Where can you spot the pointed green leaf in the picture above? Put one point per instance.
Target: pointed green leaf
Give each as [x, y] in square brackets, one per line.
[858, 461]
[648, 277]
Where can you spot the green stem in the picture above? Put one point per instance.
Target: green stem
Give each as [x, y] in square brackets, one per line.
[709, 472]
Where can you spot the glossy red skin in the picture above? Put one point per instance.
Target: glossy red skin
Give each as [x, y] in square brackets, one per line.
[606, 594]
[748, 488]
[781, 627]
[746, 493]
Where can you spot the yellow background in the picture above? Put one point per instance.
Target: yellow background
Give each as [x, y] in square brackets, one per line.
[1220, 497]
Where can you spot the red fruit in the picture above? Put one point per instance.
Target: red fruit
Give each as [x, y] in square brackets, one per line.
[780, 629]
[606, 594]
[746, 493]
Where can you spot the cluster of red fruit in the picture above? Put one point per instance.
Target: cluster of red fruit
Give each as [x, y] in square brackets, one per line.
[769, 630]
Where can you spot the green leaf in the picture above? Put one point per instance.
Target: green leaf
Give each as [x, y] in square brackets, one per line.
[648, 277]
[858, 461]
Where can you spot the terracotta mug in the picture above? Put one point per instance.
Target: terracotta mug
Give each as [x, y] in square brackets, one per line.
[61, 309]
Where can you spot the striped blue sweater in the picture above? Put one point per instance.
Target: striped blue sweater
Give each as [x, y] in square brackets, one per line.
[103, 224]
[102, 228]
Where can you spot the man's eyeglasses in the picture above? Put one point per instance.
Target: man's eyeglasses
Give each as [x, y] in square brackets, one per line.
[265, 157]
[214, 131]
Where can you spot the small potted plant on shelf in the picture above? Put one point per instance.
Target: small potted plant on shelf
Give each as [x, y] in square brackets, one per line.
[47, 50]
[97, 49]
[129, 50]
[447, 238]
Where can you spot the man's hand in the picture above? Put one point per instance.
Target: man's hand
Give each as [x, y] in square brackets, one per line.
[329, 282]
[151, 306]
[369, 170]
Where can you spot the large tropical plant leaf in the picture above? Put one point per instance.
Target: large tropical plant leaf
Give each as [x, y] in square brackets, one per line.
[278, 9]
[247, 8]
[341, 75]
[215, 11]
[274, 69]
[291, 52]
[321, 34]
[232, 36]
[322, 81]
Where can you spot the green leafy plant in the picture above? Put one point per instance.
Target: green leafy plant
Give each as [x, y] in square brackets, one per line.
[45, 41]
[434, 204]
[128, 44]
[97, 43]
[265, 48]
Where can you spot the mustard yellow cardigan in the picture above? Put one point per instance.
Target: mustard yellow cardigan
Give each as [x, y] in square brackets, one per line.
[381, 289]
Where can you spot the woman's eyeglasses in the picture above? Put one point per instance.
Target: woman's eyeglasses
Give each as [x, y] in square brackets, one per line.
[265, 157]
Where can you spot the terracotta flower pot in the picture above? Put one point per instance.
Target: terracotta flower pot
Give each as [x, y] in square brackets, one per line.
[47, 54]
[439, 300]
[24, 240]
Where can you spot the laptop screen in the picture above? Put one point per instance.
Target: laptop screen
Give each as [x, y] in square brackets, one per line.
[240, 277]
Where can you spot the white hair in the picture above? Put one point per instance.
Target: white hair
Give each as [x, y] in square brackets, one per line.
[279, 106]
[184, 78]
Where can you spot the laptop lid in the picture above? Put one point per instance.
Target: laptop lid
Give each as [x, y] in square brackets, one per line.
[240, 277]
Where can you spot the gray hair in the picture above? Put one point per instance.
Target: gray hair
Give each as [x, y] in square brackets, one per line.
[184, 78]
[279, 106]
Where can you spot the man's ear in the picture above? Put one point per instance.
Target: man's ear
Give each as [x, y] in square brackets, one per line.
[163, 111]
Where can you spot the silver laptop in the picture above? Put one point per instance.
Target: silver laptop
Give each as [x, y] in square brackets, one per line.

____________

Exercise aim: Restate the entries above. Match them exactly.

Answer section:
Where can you spot the pointed green leaf in the picture above? Put one point per instance.
Target: pointed green leaf
Give each as [x, y] in square brackets, one per line.
[858, 461]
[648, 277]
Where can you spot the green stem in the picture above? Put one point per instance.
Target: green stem
Give each as [x, y] in square brackets, one per line.
[709, 472]
Where can you spot the glossy red skin in the picture above? Put one point per instance.
Target: glossy red skin
Give each as [x, y] in square brackets, one per line.
[606, 594]
[748, 488]
[781, 627]
[746, 493]
Where can you spot the yellow background in the picture above? Put one point per instance.
Target: yellow background
Give each as [x, y] in square brackets, one per line.
[1220, 497]
Where can you spot the red fruit in the picture above? Put one point per instance.
Target: red fruit
Give each as [x, y] in square brackets, one per line.
[780, 629]
[606, 594]
[746, 493]
Where can you spot the cluster of red fruit in the picture above? Put one point per instance.
Target: cluster of red fruit
Give each as [x, y] in square brackets, one per line.
[769, 630]
Where can you spot the green leaf in the picture above? Put one point per instance.
Target: green leaf
Give each as [x, y] in square brackets, one per line.
[648, 277]
[858, 461]
Where can you spot the terracotta mug in the picture above? Put one point per instance.
Target: terracotta mug
Give each as [x, y] in square brackets, one per line.
[61, 309]
Where can you spot the striped blue sweater in the picture above? Put one point per instance.
Target: striped blue sweater
Give each as [x, y] in square brackets, one per line.
[103, 224]
[102, 228]
Where can you spot the man's eyeglasses in the picture above? Put one point per instance.
Target: man's eyeglasses
Give each as [x, y] in square brackets, one per line.
[265, 157]
[214, 131]
Where can you spot the small potted plant on shelf in the picture above? Put one point per instance.
Target: small potted plant on shelf
Give each as [x, y] in square brackets, one per line.
[47, 50]
[97, 49]
[129, 50]
[447, 238]
Where can you spot the man's hand in the picture above? Put one point per instance.
Target: man's hand
Give each as [x, y] in square brackets, one per line.
[329, 282]
[151, 306]
[369, 170]
Where can you spot the large tropical plant leaf in the picture above? Put one point per instance.
Target: large tropical plant leaf
Give each as [x, y] in square brackets, one per line.
[278, 9]
[247, 8]
[341, 75]
[215, 11]
[274, 69]
[291, 52]
[321, 34]
[232, 36]
[322, 81]
Where can you spot the green leafy plant in the picture above? Put one point per instance.
Target: green leafy plant
Give each as [x, y] in square brackets, one per line.
[45, 41]
[434, 204]
[128, 44]
[97, 43]
[265, 48]
Where can you spot the mustard yellow cardigan in the picture above? Put one point per instance.
Target: mustard yellow cardigan
Give each as [x, y] in square brackets, one per line.
[381, 289]
Where can you spot the woman's eyeglasses in the picture above? Put one point per instance.
Target: woman's eyeglasses
Give each as [x, y] in square brackets, one per line.
[265, 157]
Where can you spot the terracotta flower pot in the picture above? Put one point per instance.
Target: terracotta flower pot
Give each as [x, y] in square brackets, one per line.
[47, 54]
[439, 300]
[24, 240]
Where can you spot the laptop screen in the picture above? Put one point per instance.
Target: laptop screen
Give each as [x, y] in square brackets, one per line.
[240, 277]
Where can you spot the white hair in the picture above? Put one point per instance.
Target: white hair
Give each as [x, y] in square brackets, one per line.
[279, 106]
[184, 78]
Where can you spot the laptop lid in the picture above? Put one point per instance.
Target: laptop lid
Give each as [x, y] in square brackets, one per line.
[240, 277]
Where can you spot the gray hair in the picture above? Put one point per instance.
Target: gray hair
Give each as [x, y] in square brackets, one per line.
[184, 78]
[279, 106]
Where can you spot the man's ear in the picture above? Put one point per instance.
Target: man's ear
Give each as [x, y] in square brackets, one per line.
[163, 111]
Where can you spot the silver laptop in the picture above? Put one point per instance.
Target: silver laptop
Give each as [x, y] in square brackets, one per line.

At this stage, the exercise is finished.